WORK TO BE COMPLETED
Lines containing the word "desk" are the ones to copy from the records below.

-*-

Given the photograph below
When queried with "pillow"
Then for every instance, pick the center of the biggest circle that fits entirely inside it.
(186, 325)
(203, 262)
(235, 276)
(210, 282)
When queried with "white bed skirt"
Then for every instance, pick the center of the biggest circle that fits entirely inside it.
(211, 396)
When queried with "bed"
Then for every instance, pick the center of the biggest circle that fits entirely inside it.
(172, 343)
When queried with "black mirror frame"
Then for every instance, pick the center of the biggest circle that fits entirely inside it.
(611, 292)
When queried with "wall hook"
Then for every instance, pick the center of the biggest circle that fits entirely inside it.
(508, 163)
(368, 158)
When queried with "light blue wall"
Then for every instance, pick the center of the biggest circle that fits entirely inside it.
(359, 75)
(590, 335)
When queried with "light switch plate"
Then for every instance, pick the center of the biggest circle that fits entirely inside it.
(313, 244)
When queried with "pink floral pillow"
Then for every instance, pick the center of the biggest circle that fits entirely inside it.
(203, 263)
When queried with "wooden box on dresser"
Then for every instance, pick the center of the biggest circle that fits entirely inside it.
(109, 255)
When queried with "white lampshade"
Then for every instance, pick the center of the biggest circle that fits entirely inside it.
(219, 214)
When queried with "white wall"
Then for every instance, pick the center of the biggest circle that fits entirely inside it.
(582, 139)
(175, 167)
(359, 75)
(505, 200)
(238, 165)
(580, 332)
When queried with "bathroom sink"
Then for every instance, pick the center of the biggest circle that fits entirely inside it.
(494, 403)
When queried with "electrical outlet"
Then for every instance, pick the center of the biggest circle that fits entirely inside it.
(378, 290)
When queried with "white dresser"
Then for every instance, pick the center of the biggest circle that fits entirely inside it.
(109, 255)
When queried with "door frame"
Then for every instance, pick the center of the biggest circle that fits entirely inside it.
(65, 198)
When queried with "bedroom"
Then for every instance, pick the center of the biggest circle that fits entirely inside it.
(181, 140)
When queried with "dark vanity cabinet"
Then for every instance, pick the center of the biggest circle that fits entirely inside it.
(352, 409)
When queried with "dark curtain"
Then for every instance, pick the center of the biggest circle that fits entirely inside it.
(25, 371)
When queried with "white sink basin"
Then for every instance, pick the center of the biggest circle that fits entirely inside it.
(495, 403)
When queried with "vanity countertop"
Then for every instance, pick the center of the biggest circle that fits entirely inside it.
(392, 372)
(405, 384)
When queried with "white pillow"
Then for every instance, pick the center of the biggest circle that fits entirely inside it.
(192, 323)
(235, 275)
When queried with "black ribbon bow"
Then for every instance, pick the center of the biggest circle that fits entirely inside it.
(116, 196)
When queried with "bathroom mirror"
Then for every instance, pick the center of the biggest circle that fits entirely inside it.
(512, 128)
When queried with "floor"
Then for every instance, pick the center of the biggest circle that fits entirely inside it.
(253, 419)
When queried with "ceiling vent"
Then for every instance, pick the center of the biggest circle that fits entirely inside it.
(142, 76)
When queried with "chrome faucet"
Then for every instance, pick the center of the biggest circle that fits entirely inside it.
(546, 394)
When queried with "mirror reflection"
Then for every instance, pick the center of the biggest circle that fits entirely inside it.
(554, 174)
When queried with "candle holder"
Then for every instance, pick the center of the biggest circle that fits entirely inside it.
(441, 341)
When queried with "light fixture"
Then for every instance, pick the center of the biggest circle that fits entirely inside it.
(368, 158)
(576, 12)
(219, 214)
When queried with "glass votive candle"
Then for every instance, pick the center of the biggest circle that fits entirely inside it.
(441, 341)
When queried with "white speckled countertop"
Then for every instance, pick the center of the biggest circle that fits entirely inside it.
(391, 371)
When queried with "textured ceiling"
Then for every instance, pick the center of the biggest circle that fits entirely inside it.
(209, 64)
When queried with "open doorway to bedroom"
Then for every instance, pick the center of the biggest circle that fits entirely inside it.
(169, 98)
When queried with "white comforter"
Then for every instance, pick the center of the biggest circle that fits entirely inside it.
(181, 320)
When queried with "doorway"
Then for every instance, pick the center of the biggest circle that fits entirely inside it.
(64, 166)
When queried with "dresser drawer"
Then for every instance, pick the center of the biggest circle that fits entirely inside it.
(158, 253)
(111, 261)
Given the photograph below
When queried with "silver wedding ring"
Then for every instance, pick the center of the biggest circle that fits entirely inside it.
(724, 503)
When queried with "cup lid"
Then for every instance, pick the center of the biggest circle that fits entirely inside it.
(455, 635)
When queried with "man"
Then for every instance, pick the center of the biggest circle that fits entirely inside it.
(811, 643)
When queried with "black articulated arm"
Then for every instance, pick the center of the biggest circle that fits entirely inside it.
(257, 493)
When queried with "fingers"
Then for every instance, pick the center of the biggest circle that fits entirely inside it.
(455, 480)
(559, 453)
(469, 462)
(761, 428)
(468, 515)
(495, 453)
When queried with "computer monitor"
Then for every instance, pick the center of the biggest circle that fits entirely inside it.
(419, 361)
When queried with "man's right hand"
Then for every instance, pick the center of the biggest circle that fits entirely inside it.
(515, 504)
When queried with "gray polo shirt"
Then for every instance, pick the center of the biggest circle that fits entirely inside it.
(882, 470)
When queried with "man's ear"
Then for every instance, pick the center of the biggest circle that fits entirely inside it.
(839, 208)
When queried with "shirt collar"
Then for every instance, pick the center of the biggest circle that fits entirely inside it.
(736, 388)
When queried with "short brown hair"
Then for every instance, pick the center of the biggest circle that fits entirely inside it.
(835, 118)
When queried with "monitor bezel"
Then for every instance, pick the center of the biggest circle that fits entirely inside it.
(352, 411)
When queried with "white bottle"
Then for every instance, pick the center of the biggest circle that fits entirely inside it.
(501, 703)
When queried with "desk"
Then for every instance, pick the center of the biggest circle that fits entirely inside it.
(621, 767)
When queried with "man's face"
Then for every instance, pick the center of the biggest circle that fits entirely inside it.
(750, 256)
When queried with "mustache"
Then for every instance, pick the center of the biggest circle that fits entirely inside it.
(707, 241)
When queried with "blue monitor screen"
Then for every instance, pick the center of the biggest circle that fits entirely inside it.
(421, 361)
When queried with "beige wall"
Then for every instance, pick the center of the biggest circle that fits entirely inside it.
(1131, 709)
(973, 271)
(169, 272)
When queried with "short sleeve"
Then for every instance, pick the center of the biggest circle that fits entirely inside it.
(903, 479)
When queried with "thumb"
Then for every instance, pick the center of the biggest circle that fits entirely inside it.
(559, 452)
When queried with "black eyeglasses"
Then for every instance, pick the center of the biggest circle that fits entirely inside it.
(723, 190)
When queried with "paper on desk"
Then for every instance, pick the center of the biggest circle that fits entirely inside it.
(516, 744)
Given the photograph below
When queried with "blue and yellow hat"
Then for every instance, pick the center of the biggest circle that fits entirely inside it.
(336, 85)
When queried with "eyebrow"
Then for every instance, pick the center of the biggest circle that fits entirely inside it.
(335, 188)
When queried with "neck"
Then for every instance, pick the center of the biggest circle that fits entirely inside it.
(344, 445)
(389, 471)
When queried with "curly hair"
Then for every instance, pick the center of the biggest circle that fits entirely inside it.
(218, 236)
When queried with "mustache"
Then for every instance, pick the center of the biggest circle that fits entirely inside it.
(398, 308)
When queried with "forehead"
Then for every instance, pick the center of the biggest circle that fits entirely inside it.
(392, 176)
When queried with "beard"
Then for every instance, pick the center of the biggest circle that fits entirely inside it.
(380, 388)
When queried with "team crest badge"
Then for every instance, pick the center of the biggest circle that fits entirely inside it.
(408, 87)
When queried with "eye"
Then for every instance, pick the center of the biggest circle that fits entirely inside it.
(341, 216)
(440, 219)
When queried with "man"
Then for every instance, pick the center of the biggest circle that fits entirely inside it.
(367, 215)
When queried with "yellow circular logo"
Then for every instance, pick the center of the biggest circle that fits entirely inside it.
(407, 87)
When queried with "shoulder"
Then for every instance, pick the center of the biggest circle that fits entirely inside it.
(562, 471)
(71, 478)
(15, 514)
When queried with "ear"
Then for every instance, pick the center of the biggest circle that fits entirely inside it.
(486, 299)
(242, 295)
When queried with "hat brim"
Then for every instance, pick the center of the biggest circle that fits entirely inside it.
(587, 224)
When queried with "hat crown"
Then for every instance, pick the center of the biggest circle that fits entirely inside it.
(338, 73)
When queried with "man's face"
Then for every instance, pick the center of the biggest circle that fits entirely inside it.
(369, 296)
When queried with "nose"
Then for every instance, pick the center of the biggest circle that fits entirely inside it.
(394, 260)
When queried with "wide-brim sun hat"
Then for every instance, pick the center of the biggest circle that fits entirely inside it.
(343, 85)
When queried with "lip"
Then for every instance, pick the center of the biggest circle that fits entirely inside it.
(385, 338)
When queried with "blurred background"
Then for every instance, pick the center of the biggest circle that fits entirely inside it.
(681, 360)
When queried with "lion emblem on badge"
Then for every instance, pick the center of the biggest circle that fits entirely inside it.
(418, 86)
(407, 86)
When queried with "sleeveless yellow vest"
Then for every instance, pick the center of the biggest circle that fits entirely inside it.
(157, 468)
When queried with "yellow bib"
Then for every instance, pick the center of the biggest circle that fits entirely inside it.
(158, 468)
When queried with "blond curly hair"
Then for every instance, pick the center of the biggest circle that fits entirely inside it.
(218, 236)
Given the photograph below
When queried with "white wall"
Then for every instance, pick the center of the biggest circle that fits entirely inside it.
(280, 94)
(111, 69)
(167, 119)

-*-

THE ANSWER
When queried with "desk"
When queried with "paper on desk"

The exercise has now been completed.